> TEXTAUSZUG:
◆ ◆ ◆ ◆

Eurobarometer: Für die Hälfte geht es „in die falsche Richtung“

Am Mittwoch wird EU-Kommissionspräsidentin Ursula von der Leyen in Straßburg ihre zweite „Rede zur Lage der Union“ halten. Im Vorfeld dieses Rück- und Ausblicks veröffentlichte das EU-Parlament am Freitag eine Eurobarometer-Erhebung zu generellen Fragen, die die Bürgerinnen und Bürger in den 27 Mitgliedsstaaten beschäftigen.

Dafür führte das Institut Ipsos knapp 26.500 Onlineinterviews durch, die Anzahl der Befragten in den meisten Ländern betrug 1.000. Die Ergebnisse sind durchwachsen – sowohl für die EU als auch für die Bundesregierung.

Grafik zur Lage in der EU
Grafik: ORF.at; Quelle: Eurobarometer

24 Prozent der befragten Österreicherinnen und Österreicher hielten laut der Umfrage die allgemeine Entwicklung im eigenen Land für richtig, für 49 Prozent laufen die Dinge hingegen in „die falsche Richtung“. Noch kritischer waren die Befragten aus Österreich im Hinblick auf die EU: Hier waren nur 17 Prozent der Ansicht, die Entwicklung der Union nehme generell einen guten Verlauf, während gar 51 Prozent der gegenteiligen Meinung waren.

EU-weit fanden nur 37 Prozent der Menschen, dass die Dinge in die falsche Richtung liefen. Insgesamt waren die Befragten eher der Meinung, dass die Dinge für sie persönlich im Allgemeinen in die richtige Richtung gehen.

Klima drängender als Pandemie

Interessante Einsichten bot die Frage nach jenen Problemen, die vorrangig angegangen werden sollten. Obwohl sich Europa gerade großteils durch die vierte Welle der Pandemie kämpft, stehen Maßnahmen gegen die Klimawandel sowohl EU-weit (43 Prozent) als auch in Österreich (45 Prozent) eindeutig an erster Stelle.

Bei den weiteren dringenden Themen gibt es hingegen keinen Paarlauf mehr. Während man im EU-Schnitt auf Platz zwei die Armutsbekämpfung als vorrangig ansieht, kommen in Österreich Asyl und Migration als zweite Priorität.

Grafik zum Image der EU
Grafik: ORF.at; Quelle: Eurobarometer

Image der EU in Österreich unter Schnitt

Österreich gehört weiterhin zu jenen Ländern, die der EU gegenüber besonders kritisch eingestellt sind. In der Umfrage hatten insgesamt 53 Prozent der Befragten ein positives Bild von der EU und 19 Prozent ein negatives.

◆ ◆ ◆ ◆

Datenauszüge

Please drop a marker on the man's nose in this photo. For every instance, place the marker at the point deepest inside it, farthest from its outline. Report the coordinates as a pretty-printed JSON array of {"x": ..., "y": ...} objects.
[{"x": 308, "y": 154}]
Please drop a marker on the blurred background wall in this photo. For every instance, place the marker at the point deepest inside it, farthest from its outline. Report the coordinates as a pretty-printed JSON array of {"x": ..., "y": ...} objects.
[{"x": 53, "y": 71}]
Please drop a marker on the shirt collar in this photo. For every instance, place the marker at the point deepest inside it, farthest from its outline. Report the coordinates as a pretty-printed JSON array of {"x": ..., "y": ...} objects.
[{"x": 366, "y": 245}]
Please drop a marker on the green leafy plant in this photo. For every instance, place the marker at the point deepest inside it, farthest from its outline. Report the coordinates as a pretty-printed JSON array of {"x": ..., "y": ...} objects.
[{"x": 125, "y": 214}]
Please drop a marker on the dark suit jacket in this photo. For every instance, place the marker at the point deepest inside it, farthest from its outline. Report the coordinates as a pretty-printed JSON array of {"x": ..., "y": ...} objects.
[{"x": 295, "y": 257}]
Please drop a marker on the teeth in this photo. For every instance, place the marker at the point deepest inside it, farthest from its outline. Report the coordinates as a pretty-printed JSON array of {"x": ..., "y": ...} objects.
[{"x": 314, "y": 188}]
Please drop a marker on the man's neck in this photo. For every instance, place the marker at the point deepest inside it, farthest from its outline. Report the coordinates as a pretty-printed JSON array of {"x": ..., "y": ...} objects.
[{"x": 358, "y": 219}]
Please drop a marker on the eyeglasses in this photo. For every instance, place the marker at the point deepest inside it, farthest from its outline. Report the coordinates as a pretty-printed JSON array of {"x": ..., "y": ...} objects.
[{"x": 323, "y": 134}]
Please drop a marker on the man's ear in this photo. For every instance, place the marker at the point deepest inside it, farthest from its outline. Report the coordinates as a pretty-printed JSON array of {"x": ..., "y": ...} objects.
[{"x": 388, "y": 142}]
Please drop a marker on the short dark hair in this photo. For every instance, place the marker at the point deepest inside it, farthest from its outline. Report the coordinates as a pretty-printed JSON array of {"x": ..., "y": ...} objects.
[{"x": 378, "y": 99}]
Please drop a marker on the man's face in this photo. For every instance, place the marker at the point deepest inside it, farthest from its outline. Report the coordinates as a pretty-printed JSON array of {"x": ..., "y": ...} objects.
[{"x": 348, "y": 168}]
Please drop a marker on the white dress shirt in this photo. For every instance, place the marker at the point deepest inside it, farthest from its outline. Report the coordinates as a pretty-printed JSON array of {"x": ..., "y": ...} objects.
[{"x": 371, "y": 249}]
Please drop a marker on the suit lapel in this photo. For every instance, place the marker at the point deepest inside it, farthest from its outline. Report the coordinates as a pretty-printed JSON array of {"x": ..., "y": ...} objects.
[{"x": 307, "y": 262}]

◆ ◆ ◆ ◆

> AUFGABEN:
A) Fasse den Artikel über die Eurobarometer-Umfrage in zwei Sätzen zusammen.
B) Bearbeite den Abschnitt des Artikels, der mit den Worten „24 Prozent der“ beginnt und mit „richtige Richtung gehen.“ endet: Gib ihn wieder und ersetze dabei „Ansicht“ durch „Auffassung“.
Die Daten sind eigenständiges Material und gehören nicht zum Artikel.

> LÖSUNGEN NACH NUMMER:
A) Vor der zweiten „Rede zur Lage der Union“ von Ursula von der Leyen veröffentlichte das EU-Parlament eine Eurobarometer-Erhebung, für die Ipsos knapp 26.500 Onlineinterviews in den 27 Mitgliedsstaaten durchführte. In Österreich sahen 49 Prozent der Befragten das eigene Land und 51 Prozent die EU in die falsche Richtung gehen, und wie EU-weit stehen dort Maßnahmen gegen den Klimawandel an erster Stelle der vorrangigen Probleme.

B)
24 Prozent der befragten Österreicherinnen und Österreicher hielten laut der Umfrage die allgemeine Entwicklung im eigenen Land für richtig, für 49 Prozent laufen die Dinge hingegen in „die falsche Richtung“. Noch kritischer waren die Befragten aus Österreich im Hinblick auf die EU: Hier waren nur 17 Prozent der Auffassung, die Entwicklung der Union nehme generell einen guten Verlauf, während gar 51 Prozent der gegenteiligen Meinung waren.

EU-weit fanden nur 37 Prozent der Menschen, dass die Dinge in die falsche Richtung liefen. Insgesamt waren die Befragten eher der Meinung, dass die Dinge für sie persönlich im Allgemeinen in die richtige Richtung gehen.